[Data extracted from a collection]
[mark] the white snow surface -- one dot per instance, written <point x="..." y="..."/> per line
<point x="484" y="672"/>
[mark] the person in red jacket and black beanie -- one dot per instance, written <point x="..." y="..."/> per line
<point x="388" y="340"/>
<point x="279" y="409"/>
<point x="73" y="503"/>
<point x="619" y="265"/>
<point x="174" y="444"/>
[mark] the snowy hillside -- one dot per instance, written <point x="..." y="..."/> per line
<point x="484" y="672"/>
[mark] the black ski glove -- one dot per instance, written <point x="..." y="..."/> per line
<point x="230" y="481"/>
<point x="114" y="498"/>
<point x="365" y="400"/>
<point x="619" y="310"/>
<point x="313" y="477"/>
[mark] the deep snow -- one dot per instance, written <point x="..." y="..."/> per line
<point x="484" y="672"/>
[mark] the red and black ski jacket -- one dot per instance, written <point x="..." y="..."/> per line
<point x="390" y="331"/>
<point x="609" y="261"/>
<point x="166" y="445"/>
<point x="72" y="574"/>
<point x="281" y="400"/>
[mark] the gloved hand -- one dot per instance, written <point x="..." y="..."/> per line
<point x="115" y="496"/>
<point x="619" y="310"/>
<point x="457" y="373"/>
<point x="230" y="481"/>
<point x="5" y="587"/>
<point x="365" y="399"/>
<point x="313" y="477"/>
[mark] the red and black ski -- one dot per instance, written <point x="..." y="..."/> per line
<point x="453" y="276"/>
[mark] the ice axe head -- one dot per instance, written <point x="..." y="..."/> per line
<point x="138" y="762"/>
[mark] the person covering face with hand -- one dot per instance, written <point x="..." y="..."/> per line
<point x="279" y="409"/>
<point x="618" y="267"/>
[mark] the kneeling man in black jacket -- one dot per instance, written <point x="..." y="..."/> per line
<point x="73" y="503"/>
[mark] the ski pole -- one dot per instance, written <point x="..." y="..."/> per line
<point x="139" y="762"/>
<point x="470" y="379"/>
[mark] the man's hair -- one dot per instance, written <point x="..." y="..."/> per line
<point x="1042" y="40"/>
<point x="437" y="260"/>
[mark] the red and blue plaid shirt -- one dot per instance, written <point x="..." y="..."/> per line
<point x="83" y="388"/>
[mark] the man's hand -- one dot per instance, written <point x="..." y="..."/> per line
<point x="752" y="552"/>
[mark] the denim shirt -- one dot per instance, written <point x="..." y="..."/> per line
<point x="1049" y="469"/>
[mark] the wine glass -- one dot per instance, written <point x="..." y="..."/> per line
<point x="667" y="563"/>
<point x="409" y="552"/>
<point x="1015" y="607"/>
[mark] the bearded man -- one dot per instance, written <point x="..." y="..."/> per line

▸ **What the task asks**
Swap every occurrence of "wine glass" for "drinking glass" across all the records above, leaving everything else in the lines unchanged.

▸ **Written answer**
[mark] the white snow surface -- one dot per instance, written <point x="..." y="..."/> per line
<point x="484" y="672"/>
[mark] the person in red jacket and black beanie -- one dot per instance, written <point x="..." y="..."/> per line
<point x="388" y="340"/>
<point x="279" y="409"/>
<point x="73" y="503"/>
<point x="619" y="265"/>
<point x="174" y="444"/>
[mark] the snowy hillside -- one dot per instance, written <point x="..." y="..."/> per line
<point x="484" y="672"/>
[mark] the black ski glove -- one dot per instance, written <point x="..." y="..."/> per line
<point x="230" y="481"/>
<point x="114" y="498"/>
<point x="365" y="400"/>
<point x="619" y="310"/>
<point x="313" y="477"/>
[mark] the deep snow -- one dot per instance, written <point x="..." y="..."/> per line
<point x="484" y="672"/>
[mark] the red and black ski jacket -- one dot per instance, written <point x="..." y="..."/> per line
<point x="390" y="331"/>
<point x="609" y="261"/>
<point x="166" y="445"/>
<point x="72" y="574"/>
<point x="281" y="400"/>
[mark] the gloved hand -- one dot per instance, written <point x="..." y="..."/> per line
<point x="115" y="496"/>
<point x="619" y="310"/>
<point x="457" y="373"/>
<point x="230" y="481"/>
<point x="5" y="587"/>
<point x="365" y="399"/>
<point x="313" y="477"/>
[mark] the red and black ski -- one dot per instance, written <point x="..." y="..."/> per line
<point x="453" y="276"/>
[mark] the ice axe head -- one dot per instance, written <point x="..." y="..."/> per line
<point x="138" y="762"/>
[mark] the person covering face with hand -- one dot per instance, written <point x="..." y="..."/> per line
<point x="279" y="409"/>
<point x="618" y="267"/>
[mark] the kneeling man in black jacket -- one dot per instance, written <point x="..." y="..."/> per line
<point x="73" y="503"/>
[mark] the ski pole -- one dot per instance, written <point x="..." y="..."/> per line
<point x="139" y="762"/>
<point x="470" y="379"/>
[mark] the man's hair -- one dot per instance, written <point x="..." y="..."/> per line
<point x="1042" y="40"/>
<point x="437" y="260"/>
[mark] the red and blue plaid shirt -- one dot per instance, written <point x="..." y="..."/> per line
<point x="83" y="388"/>
[mark] the man's hand -- one dot per instance, written <point x="..." y="..."/> per line
<point x="752" y="552"/>
[mark] the denim shirt -- one dot per instance, written <point x="..." y="..."/> per line
<point x="1049" y="469"/>
[mark] the drinking glass -- one dot per instance, written <point x="..." y="..."/> per line
<point x="667" y="563"/>
<point x="409" y="552"/>
<point x="1015" y="607"/>
[mark] the bearded man -- one dot per instance, written <point x="..." y="..."/> per line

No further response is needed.